Rewrite the listing from the line with "Provide the polygon of every instance of the tree" through the line with "Segment each instance of the tree bark.", putting "oak bark" wherever "tree bark" appears and leaving everything else unchanged. Give only those lines.

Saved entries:
____________________
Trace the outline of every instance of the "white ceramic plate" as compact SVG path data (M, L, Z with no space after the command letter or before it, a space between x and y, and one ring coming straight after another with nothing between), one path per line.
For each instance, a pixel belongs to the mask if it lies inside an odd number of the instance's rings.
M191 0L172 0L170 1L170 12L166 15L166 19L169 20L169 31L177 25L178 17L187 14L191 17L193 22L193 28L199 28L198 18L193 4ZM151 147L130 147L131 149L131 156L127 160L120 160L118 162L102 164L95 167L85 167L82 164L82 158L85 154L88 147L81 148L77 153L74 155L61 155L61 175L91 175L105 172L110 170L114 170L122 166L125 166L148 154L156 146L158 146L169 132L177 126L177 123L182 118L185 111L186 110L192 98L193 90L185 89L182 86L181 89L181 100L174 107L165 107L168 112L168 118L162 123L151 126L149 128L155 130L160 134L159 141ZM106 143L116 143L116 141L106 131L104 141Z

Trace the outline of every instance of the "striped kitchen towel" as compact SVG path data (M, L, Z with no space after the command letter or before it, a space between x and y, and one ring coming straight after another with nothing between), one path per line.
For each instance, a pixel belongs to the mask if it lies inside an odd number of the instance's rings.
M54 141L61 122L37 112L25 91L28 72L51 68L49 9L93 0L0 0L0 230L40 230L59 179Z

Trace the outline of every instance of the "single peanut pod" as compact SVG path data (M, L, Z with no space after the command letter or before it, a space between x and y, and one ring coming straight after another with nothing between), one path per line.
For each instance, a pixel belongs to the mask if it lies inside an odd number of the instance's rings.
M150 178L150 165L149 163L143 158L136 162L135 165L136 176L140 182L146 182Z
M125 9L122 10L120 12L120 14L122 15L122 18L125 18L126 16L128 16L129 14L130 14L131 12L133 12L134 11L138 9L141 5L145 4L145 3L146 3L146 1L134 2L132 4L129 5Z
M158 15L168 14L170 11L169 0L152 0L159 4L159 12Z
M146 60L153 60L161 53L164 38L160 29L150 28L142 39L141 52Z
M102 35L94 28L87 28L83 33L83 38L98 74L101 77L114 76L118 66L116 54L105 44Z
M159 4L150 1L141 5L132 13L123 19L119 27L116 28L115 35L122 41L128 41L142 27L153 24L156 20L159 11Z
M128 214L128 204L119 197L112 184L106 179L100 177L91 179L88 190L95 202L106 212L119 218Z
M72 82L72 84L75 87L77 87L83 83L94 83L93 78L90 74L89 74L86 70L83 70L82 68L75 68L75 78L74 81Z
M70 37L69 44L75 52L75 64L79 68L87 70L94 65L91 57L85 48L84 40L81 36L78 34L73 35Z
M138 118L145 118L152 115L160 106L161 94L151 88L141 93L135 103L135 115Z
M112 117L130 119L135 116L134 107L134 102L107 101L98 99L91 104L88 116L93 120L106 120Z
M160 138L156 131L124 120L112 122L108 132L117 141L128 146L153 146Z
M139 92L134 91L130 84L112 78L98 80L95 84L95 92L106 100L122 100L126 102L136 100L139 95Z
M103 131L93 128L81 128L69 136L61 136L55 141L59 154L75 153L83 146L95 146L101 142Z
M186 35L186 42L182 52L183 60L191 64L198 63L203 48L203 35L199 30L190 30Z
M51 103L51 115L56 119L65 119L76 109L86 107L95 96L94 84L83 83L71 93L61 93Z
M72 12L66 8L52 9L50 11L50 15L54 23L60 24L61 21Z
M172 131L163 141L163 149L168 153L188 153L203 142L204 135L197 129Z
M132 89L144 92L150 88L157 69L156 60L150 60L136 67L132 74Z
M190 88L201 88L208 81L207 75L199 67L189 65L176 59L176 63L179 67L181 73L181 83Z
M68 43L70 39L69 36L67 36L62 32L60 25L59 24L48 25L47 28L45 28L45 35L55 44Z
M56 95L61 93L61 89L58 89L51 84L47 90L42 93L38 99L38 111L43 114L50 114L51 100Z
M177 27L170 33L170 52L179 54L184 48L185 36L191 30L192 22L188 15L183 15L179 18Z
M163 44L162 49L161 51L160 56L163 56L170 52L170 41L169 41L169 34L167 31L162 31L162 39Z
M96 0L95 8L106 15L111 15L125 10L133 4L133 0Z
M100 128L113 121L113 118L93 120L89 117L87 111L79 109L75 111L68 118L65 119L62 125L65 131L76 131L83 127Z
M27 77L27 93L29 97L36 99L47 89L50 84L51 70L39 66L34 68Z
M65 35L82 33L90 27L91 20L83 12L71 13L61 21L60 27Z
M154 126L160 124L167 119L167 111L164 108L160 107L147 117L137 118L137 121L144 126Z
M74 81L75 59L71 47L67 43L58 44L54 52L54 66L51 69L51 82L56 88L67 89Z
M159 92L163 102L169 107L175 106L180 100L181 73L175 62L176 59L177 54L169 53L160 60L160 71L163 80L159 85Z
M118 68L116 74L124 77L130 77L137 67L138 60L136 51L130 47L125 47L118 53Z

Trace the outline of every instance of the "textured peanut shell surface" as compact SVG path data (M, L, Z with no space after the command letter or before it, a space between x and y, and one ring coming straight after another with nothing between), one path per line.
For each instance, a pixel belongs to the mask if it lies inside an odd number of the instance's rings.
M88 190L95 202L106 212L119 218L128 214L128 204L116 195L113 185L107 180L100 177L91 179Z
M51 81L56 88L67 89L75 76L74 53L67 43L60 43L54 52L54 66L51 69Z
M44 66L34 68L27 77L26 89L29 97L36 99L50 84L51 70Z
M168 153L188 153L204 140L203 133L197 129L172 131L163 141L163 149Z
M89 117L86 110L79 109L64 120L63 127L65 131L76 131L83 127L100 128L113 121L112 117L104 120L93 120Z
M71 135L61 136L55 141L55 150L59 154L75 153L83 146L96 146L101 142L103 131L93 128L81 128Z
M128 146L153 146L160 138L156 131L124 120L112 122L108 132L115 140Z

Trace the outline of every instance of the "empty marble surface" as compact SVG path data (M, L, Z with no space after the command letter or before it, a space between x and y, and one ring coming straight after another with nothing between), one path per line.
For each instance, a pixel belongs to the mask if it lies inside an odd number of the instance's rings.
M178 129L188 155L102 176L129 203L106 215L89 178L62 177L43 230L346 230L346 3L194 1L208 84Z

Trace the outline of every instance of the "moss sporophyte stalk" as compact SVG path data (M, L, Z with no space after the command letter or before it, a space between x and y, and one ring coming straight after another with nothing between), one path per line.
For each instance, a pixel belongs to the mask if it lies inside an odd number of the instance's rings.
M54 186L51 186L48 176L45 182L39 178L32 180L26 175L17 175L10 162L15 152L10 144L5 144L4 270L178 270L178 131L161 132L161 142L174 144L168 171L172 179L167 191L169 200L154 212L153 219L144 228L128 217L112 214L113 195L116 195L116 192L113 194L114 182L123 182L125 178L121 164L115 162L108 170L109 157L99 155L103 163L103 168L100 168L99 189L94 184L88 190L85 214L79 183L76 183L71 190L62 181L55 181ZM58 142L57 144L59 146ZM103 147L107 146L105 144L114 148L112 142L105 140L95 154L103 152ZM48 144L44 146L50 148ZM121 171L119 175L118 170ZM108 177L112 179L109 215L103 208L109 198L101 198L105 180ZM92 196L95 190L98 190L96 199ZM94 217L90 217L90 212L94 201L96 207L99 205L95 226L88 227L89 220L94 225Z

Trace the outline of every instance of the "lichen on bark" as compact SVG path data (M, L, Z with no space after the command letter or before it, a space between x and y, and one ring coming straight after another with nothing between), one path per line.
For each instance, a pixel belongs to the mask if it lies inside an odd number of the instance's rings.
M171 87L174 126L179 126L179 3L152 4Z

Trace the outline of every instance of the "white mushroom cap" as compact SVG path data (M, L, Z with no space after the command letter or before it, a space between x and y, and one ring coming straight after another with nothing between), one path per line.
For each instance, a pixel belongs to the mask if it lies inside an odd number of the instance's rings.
____________________
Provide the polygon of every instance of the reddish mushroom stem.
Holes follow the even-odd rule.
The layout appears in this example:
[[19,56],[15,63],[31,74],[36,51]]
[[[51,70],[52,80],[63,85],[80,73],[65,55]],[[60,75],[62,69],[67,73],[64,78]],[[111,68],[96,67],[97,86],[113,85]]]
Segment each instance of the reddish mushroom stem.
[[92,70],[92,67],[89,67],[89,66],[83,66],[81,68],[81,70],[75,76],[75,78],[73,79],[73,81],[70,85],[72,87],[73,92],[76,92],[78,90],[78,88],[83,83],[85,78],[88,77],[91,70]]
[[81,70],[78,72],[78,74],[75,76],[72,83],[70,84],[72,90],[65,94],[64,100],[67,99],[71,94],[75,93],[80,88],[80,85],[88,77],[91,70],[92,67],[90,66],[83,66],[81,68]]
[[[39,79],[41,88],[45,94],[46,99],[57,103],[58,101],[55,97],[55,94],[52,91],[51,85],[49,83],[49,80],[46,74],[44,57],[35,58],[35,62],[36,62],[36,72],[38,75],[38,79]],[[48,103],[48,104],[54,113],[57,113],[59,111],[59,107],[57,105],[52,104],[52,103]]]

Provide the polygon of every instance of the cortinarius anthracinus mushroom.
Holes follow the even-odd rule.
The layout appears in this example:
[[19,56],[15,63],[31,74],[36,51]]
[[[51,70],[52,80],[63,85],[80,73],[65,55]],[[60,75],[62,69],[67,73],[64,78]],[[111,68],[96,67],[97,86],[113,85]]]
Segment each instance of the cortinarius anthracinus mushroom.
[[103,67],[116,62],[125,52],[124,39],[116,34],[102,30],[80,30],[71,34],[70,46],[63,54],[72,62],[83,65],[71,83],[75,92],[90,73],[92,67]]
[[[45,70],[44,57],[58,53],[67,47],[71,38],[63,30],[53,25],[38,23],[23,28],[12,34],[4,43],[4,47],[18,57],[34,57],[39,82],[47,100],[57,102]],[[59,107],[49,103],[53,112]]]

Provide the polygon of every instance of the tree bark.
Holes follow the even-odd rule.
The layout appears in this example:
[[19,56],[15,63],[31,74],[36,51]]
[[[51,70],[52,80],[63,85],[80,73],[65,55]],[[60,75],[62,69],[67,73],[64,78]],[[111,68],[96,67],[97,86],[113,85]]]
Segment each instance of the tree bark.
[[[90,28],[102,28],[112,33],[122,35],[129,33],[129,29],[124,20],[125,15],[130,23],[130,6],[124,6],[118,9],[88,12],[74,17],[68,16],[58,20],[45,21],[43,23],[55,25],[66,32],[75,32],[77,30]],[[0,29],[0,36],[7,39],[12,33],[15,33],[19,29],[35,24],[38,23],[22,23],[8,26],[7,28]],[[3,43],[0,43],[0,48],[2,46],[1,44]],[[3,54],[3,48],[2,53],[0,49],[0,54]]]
____________________
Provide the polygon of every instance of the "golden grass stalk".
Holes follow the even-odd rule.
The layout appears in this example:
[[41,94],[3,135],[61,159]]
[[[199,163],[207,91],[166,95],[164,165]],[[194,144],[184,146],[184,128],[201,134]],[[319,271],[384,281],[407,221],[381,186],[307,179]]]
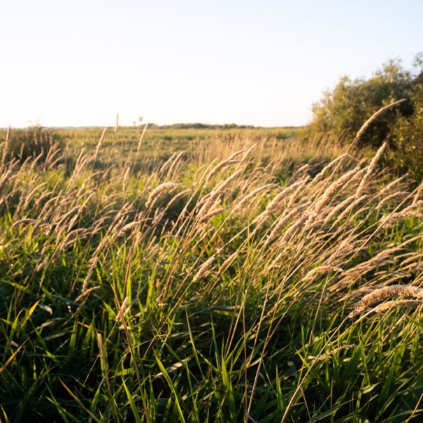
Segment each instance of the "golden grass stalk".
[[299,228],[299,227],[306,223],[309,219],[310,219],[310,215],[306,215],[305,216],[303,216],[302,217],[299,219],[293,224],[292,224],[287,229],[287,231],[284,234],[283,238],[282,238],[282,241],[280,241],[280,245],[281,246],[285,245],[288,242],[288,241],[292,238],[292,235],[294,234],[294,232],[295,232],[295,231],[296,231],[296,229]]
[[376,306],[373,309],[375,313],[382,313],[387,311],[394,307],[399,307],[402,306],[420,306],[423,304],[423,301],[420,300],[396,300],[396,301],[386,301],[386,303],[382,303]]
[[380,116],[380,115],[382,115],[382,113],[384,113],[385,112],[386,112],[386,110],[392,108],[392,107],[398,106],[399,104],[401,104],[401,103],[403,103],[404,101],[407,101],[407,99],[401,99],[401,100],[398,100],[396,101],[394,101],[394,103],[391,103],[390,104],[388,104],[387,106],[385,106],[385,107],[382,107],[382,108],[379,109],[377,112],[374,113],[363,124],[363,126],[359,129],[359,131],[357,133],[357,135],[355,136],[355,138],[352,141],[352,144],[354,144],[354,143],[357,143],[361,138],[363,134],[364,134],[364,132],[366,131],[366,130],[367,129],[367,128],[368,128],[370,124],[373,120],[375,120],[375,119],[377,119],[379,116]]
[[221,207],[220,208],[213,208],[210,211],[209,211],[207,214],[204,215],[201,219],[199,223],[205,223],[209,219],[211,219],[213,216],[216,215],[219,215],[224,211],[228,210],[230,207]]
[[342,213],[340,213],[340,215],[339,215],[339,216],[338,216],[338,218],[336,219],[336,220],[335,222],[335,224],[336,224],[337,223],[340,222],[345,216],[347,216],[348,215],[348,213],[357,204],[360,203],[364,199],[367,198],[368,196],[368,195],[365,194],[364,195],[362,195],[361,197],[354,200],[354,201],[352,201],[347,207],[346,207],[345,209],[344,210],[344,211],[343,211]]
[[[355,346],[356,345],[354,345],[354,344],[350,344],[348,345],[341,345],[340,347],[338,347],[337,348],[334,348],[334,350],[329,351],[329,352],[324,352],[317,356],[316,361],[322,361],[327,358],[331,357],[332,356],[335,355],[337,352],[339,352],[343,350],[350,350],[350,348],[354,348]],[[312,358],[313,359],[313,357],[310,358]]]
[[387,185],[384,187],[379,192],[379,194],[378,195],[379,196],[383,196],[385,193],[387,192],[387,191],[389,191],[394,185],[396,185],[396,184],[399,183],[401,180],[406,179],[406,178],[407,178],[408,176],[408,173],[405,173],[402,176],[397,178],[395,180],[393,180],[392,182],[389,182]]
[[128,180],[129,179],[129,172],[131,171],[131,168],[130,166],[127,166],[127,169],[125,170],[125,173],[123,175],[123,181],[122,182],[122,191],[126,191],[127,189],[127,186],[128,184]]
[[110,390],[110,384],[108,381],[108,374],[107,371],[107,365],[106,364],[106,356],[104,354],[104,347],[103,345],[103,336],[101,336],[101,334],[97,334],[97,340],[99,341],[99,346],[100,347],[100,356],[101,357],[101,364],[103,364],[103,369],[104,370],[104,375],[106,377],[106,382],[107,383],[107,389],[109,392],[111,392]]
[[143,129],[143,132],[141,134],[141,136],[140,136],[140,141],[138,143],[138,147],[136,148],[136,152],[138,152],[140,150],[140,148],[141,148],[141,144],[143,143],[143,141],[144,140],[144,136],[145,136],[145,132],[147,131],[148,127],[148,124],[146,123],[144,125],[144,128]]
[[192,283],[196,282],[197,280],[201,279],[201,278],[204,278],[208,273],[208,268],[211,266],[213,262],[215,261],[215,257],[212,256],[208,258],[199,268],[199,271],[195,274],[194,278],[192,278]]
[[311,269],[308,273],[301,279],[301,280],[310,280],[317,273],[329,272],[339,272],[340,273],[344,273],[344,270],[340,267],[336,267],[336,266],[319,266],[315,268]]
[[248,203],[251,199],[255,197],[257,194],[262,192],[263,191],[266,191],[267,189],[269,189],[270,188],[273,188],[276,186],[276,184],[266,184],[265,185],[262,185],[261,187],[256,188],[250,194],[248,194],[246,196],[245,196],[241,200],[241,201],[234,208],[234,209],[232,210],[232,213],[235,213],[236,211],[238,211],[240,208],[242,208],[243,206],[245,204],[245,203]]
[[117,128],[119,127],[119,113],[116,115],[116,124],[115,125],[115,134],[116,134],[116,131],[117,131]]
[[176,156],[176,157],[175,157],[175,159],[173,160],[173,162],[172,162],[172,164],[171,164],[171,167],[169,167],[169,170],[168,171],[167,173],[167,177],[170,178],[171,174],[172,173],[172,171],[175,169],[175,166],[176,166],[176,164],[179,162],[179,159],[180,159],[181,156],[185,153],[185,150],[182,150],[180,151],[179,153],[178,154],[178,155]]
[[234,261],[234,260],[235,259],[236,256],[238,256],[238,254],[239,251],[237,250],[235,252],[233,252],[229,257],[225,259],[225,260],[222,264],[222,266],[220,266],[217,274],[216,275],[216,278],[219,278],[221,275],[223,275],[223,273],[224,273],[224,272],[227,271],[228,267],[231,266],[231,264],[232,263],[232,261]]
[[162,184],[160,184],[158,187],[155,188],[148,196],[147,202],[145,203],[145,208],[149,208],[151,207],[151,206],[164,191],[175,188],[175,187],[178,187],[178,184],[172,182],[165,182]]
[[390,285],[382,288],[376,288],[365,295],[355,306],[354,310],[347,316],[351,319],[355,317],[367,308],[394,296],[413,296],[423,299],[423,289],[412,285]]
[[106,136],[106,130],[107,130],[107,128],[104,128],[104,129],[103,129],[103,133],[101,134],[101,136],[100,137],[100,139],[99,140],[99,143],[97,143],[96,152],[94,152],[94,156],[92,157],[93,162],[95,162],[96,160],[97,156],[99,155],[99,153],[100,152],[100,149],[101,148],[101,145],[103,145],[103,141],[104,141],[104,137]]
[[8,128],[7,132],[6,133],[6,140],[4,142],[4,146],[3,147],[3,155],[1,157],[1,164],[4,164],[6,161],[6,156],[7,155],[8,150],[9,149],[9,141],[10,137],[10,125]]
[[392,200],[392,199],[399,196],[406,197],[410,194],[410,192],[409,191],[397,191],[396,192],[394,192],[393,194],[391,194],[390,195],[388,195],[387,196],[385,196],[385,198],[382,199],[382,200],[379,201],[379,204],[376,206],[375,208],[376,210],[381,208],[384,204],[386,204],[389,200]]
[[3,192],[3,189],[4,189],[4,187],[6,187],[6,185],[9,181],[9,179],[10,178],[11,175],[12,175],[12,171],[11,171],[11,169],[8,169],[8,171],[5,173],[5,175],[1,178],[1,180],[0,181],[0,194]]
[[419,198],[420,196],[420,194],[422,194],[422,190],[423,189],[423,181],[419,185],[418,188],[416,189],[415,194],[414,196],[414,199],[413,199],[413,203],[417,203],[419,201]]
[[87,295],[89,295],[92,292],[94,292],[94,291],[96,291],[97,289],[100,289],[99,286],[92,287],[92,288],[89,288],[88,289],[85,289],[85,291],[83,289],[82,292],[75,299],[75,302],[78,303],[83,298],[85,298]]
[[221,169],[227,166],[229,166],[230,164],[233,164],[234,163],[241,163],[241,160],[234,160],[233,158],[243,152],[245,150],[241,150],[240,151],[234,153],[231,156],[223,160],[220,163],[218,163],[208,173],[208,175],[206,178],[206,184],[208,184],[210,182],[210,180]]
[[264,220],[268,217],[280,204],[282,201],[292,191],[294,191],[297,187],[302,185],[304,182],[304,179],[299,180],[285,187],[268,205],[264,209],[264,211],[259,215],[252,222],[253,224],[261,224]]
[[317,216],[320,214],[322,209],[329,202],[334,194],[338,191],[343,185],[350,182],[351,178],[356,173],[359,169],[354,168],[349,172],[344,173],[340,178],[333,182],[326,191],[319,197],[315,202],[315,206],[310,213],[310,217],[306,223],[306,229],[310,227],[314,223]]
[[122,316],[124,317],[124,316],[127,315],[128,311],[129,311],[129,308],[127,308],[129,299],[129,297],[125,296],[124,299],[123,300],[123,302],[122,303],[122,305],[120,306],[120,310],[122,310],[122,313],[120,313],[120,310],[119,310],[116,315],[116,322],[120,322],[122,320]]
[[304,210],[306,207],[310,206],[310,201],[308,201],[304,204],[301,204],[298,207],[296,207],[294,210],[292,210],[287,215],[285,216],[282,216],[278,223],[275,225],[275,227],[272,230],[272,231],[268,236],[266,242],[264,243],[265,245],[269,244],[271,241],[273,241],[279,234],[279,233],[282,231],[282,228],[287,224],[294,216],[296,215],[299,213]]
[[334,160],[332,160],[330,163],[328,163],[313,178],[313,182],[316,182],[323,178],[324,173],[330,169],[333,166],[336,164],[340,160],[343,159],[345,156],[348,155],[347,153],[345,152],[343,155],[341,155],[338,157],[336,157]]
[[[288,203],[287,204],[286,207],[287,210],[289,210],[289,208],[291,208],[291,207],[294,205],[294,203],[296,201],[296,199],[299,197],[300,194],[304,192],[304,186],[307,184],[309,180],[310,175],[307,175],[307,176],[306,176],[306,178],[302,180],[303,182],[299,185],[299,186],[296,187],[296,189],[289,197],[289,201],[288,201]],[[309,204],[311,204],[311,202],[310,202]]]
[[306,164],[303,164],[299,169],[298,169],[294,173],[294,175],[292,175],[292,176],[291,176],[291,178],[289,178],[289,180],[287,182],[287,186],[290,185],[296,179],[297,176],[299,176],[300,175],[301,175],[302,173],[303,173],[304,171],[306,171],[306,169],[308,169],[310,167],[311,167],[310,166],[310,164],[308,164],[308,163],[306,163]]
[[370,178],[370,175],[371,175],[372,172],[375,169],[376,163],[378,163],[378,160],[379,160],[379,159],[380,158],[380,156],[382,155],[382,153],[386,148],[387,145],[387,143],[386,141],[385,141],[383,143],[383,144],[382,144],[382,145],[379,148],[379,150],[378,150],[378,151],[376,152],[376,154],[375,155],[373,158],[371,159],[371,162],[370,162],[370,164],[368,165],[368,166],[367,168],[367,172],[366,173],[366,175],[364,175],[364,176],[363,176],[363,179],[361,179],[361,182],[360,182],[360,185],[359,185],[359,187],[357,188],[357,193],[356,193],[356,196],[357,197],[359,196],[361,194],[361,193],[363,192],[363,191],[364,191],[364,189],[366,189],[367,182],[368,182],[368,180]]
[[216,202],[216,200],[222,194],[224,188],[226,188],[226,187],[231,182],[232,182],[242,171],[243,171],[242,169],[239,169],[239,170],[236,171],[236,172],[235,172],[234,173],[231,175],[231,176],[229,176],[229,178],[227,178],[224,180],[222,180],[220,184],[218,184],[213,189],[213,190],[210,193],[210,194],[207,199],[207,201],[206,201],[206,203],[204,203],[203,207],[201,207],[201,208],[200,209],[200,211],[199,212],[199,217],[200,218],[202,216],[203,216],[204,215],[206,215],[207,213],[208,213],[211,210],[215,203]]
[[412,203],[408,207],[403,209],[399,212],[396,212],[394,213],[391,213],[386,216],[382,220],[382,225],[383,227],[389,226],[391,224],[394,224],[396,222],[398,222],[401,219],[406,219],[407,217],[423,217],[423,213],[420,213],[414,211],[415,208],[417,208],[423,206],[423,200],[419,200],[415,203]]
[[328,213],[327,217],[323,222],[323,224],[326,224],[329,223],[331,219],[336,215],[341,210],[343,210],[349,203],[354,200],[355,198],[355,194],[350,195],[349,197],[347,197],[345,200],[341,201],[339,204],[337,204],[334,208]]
____________________
* **Output for this exercise**
Provide the polygon of every instance of the oak bark.
Holes follow the even-odd rule.
The layout appears in this example:
[[19,56],[15,63],[31,74],[36,51]]
[[[51,70],[52,80],[63,85],[80,73],[65,55]],[[60,75],[62,69],[67,73],[64,78]],[[111,68],[96,67],[97,86],[113,85]]]
Segment each instance of the oak bark.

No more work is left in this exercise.